_WORK ITEM_.
According to the list of endangered species in Vietnam, which two protected areas of Vietnam hold the black-crested gibbon?

_TEXT SHOWN_.
###

= List of endangered species in Vietnam =

The following is a list of endangered species inhabiting Vietnam.

==Annam chorus frog (Microhyla annamensis)==

The Annam chorus frog is an endangered frog of the family Microhylidae, found in Cambodia, Laos, Thailand, and Vietnam.

==Banded eagle ray (Aetomylaeus nichofii)==
Banded eagle rays are widespread but vulnerable. They live in the open ocean, coral reefs, and shallow seas.

==Bengal slow loris (Nycticebus bengalensis)==
The Bengal slow loris is a nocturnal and arboreal primate that lives in both evergreen and deciduous forests. It is listed as endangered on the IUCN Red List. Threats to this species include habitat loss (largely through illegal logging) and poaching (for bushmeat, Traditional Chinese medicine, and the exotic pet trade). It is commonly sold in local animal markets.

==Black-crested gibbon (Nomascus concolor)==
The black-crested gibbon is listed as critically endangered on the IUCN Red List, with a total estimated population of 1300 to 2000 individuals remaining in the wild. Major threats to this species include habitat loss (due to deforestation for agriculture/logging) and poaching (for bushmeat and the exotic pet trade). These factors are causing fragmentation of their territories and a decline in their population. The species is found in two protected areas of Vietnam: the Mu Cang Chai Species and Habitat Conservation Area in Yên Bái province, and the Hoàng Liên-Văn Bàn Nature Reserve in Lào Cai province. The current population in Vietnam is only 64 - 70 individuals in 22 - 25 groups. These populations have been monitored since 2001 and have declined despite conservation interventions.

###

Image-grounded pointing data:
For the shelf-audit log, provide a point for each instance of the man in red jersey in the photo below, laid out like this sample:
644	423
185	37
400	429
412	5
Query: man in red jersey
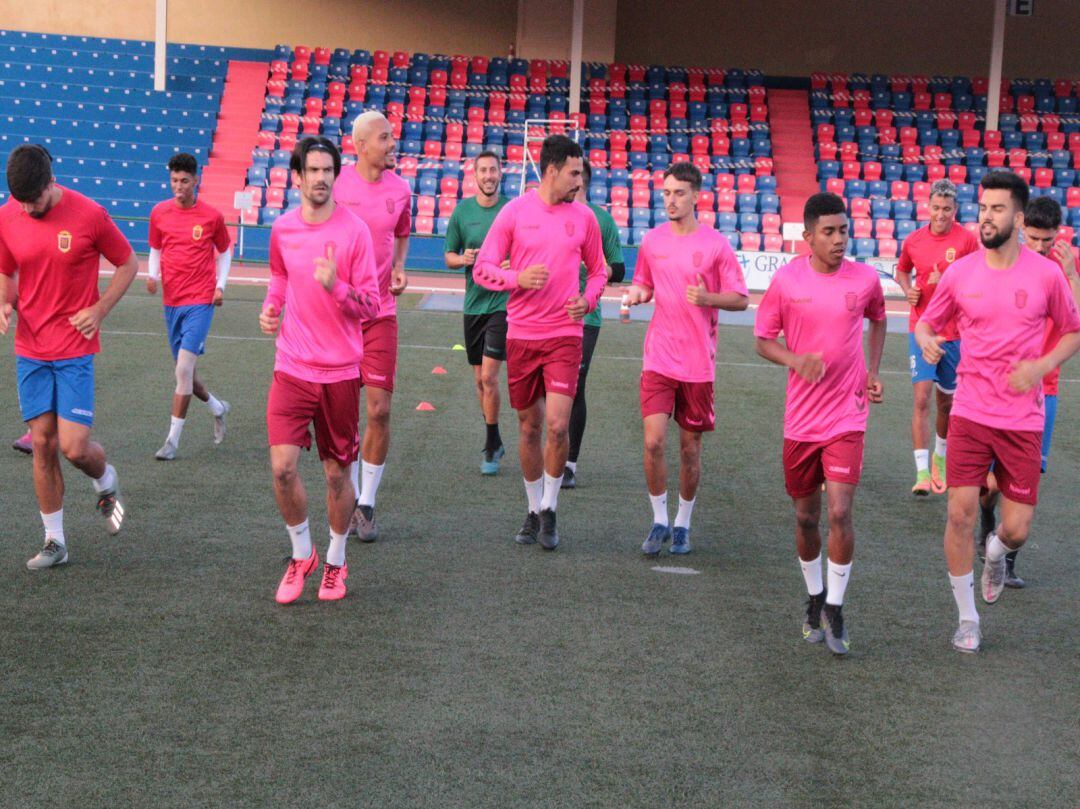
374	192
819	301
53	239
547	234
927	254
190	252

###

_TASK RESULT_.
The Mu Cang Chai Species and Habitat Conservation Area in Yên Bái province and the Hoàng Liên-Văn Bàn Nature Reserve in Lào Cai province.